Exercise aim:
Scale down part of the items, starting at the line that has "Target: dog's body" and running through the last line of the items. Rewrite every line in that stretch, keeping all text the same, and multiply each x and y coordinate in the answers by 0.2, rounding to whole numbers with halves going up.

begin

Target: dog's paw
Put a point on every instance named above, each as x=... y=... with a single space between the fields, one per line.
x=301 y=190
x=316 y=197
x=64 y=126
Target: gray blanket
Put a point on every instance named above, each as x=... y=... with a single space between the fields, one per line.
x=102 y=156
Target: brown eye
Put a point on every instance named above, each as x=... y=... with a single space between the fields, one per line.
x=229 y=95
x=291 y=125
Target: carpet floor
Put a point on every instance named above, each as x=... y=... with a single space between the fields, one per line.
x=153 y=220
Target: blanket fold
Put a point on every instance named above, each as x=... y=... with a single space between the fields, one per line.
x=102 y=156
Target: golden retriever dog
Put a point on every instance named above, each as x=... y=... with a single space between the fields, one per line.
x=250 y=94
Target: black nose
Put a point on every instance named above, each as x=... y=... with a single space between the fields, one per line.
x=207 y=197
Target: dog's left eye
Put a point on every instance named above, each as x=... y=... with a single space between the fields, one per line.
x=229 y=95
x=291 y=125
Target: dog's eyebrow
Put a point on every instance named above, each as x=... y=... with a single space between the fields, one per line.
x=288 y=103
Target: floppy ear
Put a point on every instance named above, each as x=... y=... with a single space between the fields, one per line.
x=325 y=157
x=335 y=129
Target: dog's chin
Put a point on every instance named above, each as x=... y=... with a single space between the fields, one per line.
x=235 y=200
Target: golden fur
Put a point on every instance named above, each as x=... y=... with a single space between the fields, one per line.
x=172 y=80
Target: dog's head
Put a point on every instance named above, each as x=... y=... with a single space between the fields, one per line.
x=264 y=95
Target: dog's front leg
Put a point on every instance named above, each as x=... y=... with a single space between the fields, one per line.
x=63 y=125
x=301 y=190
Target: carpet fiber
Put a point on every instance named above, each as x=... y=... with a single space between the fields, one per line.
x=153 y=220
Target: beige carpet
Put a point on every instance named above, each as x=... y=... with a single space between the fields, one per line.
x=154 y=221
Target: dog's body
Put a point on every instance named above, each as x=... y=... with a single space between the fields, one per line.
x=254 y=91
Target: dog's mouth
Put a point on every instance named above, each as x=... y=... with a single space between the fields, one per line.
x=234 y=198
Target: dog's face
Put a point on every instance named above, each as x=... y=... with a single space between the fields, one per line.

end

Solution for this problem:
Target: dog's body
Put a point on every instance named above, each as x=... y=... with a single space between the fields, one per line.
x=51 y=18
Target: dog's mouth
Put a point on every instance named above, each as x=... y=... with a single space between the fields, one per line.
x=47 y=40
Target: dog's face
Put a point on every instance named above, each as x=... y=... with a single space between the fields, one per line.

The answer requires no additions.